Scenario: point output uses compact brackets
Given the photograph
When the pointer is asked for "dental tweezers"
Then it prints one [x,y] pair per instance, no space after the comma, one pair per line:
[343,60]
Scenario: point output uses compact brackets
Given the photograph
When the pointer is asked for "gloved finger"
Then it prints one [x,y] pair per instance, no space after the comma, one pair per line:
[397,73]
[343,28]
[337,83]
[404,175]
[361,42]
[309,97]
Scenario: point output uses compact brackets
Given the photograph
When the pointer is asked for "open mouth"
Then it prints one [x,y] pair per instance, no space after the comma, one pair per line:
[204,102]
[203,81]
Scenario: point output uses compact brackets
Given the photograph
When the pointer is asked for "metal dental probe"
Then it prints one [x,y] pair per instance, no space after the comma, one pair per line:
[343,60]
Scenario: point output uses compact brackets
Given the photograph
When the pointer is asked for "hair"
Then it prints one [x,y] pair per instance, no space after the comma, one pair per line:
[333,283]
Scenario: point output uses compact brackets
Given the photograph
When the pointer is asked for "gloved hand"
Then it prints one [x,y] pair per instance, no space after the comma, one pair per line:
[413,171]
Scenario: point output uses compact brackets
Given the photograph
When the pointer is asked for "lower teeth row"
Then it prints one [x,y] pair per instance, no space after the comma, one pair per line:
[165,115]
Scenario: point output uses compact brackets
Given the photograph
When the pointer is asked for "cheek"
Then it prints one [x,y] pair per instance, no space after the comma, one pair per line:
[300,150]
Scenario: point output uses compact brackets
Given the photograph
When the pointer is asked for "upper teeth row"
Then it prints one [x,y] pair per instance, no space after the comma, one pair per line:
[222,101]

Task objective
The whole listing needs copying. Write it out exactly.

Answer to the exercise
Scenario: point output uses compact brackets
Given the photograph
When the pointer is asked for "dental tweezers"
Then it prints one [x,y] pair per instance, no space after the comma, one pair per line:
[343,60]
Scenario: point output uses compact brackets
Given the photograph
When the pointer is asked for "gloved finger"
Then it prints one [x,y] pair per instance, no space after the comma, one pair per line:
[397,73]
[343,28]
[337,83]
[404,175]
[361,42]
[309,97]
Scenario: point output uses compact brackets
Given the photograph
When the pointer is asked for "open mouth"
Then it prints one [x,y] pair per instance, no space after the comma, one pair per line:
[204,102]
[203,81]
Scenario: point output uses compact brackets
Given the photograph
When the pointer is asked for "metal dental probe"
Then it prints one [x,y] pair per instance, no space after the comma, one pair per line:
[343,60]
Scenario: point output uses compact brackets
Given the photograph
When the pointer is asked for "hair"
Then it prints one [x,y] pair per instance, no space after the comma, one pair per line:
[333,283]
Scenario: point output uses compact brackets
Given the photograph
When the pointer is asked for "gloved hand"
Then it prints one [x,y] pair per instance, no space after the comma, one pair per line:
[413,171]
Scenario: point output uses compact brackets
Given the photograph
When the pointer is asked for "lower teeth row"
Then it prints one [x,y] pair per instance, no space after the comma, one pair per line:
[165,115]
Scenario: point output uses compact brackets
Given the photograph
When the pointer is asked for "cheek"
Then it prints one [x,y] pair per instance, no space after the comma, one pair per line:
[300,150]
Scenario: point output uses compact brackets
Given the photograph
When the pointer is asked for "upper teeth row"
Then it prints one [x,y] pair per instance, no space after the comma, one pair per line:
[222,101]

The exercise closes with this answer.